_Source text_:
* * *

Environmental Studies and Forestry

African food system and biodiversity mainly affected by urbanization via dietary shifts

K. D. Vos, C. Janssens, et al.

Discover how rapid urbanization in Africa is reshaping local food production and biodiversity. This study reveals that while agricultural displacement mitigates food losses due to urban expansion, it leads to increased natural land loss. The research conducted by Koen De Vos, Charlotte Janssens, Liesbet Jacobs, Benjamin Campforts, Esther Boere, Marta Kozicka, David Leclère, Petr Havlík, Lisa-Marie Hemerijckx, Anton Van Rompaey, Miet Maertens, and Gerard Govers emphasizes the urgent need for a sustainability-driven approach to accommodate rising rice consumption and its environmental impacts.... show more
Introduction

Africa’s urban population has more than doubled since the early 2000s and is projected to double again by 2050. Urban area expansion (historically ~5% yr−1) exceeds population growth and directly converts cropland, grassland, and natural habitats to urban use, with global analyses suggesting food production losses, biodiversity declines and increased land-use change emissions. However, most assessments focus on direct conversion and overlook indirect land-use displacement (agricultural expansion elsewhere) and urbanization-related dietary shifts. In Africa, urbanization is closely associated with rising rice consumption due to sociocultural food environments, convenience and market access. Standard SSP-based demand trajectories may thus understate future African rice demand and its environmental footprint (water use, methane). This study aims to integrate urban land-use displacement and dietary shifts into a unified assessment to quantify their individual and combined effects on land-use change, staple crop production, biodiversity (BII), rice availability, trade, methane emissions and water use to 2050.

* * *

_Material_:
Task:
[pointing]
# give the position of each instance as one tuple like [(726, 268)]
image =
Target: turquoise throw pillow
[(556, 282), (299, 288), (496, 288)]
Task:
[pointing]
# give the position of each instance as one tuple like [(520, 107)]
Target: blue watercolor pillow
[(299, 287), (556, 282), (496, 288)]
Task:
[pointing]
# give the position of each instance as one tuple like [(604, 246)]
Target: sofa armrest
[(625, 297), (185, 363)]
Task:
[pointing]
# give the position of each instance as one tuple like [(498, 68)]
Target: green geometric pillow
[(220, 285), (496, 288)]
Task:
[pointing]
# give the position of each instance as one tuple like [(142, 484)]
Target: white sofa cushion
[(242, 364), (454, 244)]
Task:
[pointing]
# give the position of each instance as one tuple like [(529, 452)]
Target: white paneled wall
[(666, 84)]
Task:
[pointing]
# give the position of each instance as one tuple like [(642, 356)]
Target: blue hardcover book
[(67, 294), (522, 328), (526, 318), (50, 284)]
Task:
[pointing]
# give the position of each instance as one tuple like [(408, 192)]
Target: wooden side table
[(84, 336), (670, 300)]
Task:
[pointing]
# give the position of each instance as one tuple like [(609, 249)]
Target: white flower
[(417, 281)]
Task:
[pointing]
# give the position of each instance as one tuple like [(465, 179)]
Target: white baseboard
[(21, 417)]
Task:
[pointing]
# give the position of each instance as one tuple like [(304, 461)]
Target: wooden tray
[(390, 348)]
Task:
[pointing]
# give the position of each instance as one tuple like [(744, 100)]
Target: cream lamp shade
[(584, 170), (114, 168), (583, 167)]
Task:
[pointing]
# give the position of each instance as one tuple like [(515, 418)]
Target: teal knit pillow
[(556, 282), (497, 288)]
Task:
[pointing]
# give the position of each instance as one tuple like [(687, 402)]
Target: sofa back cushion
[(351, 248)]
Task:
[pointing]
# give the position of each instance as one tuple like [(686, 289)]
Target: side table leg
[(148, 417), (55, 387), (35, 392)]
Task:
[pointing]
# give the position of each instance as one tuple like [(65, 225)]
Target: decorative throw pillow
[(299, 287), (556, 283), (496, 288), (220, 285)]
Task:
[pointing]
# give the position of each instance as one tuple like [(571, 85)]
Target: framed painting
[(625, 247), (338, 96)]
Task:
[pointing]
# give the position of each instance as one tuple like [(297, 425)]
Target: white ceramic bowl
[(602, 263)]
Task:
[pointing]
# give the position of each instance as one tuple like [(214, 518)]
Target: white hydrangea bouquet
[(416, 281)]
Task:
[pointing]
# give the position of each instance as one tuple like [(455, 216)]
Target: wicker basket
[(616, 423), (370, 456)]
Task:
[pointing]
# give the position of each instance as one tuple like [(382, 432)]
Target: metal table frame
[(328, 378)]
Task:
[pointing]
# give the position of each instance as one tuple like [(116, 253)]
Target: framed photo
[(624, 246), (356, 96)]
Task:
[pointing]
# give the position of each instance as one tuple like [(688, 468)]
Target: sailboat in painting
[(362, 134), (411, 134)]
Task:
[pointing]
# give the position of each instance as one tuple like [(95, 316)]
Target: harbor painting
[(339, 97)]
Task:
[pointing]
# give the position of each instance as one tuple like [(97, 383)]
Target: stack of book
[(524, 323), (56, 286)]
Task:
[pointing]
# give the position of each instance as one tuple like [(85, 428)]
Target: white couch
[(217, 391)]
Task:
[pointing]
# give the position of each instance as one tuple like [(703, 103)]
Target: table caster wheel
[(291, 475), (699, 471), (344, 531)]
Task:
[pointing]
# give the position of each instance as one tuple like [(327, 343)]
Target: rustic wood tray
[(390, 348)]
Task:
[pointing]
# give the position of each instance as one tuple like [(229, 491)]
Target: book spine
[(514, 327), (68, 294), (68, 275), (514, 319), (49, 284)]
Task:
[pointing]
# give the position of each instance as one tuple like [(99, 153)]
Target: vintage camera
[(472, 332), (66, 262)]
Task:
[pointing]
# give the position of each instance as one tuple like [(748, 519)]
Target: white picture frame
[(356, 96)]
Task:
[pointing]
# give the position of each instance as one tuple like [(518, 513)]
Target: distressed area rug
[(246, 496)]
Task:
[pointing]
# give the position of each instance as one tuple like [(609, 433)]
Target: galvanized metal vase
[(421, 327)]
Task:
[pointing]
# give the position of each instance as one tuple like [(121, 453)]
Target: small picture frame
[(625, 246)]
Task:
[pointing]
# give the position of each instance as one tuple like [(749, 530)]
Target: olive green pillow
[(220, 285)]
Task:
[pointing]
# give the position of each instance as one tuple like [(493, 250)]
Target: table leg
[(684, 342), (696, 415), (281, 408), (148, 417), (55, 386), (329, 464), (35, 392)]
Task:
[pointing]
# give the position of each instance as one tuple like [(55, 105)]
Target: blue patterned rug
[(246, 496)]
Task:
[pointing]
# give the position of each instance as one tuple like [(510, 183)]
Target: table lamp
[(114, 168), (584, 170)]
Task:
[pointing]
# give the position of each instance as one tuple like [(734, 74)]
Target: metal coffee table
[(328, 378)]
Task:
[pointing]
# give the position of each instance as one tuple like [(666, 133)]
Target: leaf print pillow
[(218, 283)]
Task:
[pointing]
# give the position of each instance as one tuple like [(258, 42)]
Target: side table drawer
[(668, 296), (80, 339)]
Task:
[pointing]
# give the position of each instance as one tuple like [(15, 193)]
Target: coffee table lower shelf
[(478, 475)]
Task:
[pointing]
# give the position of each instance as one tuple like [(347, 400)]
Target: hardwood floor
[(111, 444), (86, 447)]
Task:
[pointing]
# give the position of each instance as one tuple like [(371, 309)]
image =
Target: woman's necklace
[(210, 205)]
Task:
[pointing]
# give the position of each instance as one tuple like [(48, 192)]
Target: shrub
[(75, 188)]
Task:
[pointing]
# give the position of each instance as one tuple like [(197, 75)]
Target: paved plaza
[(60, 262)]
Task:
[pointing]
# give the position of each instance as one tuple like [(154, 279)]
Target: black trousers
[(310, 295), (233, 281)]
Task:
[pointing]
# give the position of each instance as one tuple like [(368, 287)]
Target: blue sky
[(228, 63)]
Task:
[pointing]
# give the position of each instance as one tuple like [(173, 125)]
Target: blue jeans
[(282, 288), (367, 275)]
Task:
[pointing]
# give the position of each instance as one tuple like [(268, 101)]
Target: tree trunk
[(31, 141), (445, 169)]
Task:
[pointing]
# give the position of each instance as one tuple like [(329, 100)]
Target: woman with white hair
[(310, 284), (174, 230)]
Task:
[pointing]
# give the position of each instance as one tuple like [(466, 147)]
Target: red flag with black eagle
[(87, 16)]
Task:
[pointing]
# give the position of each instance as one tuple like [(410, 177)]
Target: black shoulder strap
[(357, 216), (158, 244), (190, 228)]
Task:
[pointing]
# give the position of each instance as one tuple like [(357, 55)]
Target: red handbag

* * *

_What the task requires_:
According to the source text on urbanization in Africa, by what year is the continent's urban population projected to double again?

_Final result_:
2050